>> Start EXTRACTED MATERIAL

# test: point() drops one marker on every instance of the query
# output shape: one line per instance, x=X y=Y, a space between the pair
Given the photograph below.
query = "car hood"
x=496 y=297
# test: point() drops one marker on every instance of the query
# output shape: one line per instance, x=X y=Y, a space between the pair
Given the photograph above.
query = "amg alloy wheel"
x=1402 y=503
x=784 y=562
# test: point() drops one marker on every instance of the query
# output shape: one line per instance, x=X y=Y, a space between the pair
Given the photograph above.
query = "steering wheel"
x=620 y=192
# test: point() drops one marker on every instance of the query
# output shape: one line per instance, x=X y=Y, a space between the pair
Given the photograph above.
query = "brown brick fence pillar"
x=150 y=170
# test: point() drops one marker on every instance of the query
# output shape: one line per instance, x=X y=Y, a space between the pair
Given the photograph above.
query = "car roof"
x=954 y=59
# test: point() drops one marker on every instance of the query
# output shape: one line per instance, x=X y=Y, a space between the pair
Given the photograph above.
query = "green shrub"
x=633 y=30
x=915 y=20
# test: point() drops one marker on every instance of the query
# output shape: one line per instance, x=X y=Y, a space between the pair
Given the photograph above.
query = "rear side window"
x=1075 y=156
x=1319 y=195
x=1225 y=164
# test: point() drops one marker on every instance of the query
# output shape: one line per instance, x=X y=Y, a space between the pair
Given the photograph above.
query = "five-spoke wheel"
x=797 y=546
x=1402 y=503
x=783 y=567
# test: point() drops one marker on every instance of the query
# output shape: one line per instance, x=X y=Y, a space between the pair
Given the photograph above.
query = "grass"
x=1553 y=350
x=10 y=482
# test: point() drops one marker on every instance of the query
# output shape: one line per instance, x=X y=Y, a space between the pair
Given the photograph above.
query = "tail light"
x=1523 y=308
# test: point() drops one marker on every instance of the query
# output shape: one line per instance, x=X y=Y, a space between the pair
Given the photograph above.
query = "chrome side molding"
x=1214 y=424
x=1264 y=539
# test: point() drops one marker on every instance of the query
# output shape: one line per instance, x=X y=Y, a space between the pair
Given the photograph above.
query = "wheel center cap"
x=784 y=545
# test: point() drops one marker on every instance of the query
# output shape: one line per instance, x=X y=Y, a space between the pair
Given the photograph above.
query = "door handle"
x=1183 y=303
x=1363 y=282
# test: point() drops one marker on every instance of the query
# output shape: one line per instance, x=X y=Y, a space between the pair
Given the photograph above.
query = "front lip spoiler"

>> End EXTRACTED MATERIAL

## YOUR TASK
Please write out the rows again, starting at the beginning of the rows and ending at the line containing "x=1225 y=164", replacing "marker" with "pin" and leaving everything else unchanged.

## EXPECTED OUTPUT
# test: point() drops one pin on every instance of the query
# output shape: one line per instance, x=X y=Y, a space between the pair
Given the photograph below.
query = "car hood"
x=496 y=297
# test: point() drops one pin on every instance of the query
# output shape: one line per instance, x=X y=Y, a space between the pair
Given the photograph above.
query = "amg alloy wheel"
x=1402 y=503
x=784 y=562
# test: point() drops one pin on every instance of the query
# output shape: one line per instance, x=X y=Y, a space between the pair
Given the photograph above.
query = "steering wheel"
x=620 y=192
# test: point() drops one pin on every instance of the query
# output shape: one line per instance, x=X y=Y, a space between the pair
Given the photograph above.
query = "brown brick fence pillar"
x=150 y=170
# test: point() drops one pin on every instance of the query
# output shape: one line per instance, x=X y=Y, a space between the pair
Given the photograph above.
query = "car roof"
x=954 y=59
# test: point() drops one pin on every instance of the query
# output shape: one line per instance, x=X y=Y, a space between the pair
Given the photograph above.
query = "green shrub"
x=633 y=30
x=915 y=20
# test: point() drops one pin on every instance of the query
# output shape: one line per instance, x=X y=Y, a space between the pair
Given the photograph above.
query = "rear side window"
x=1075 y=156
x=1319 y=195
x=1225 y=164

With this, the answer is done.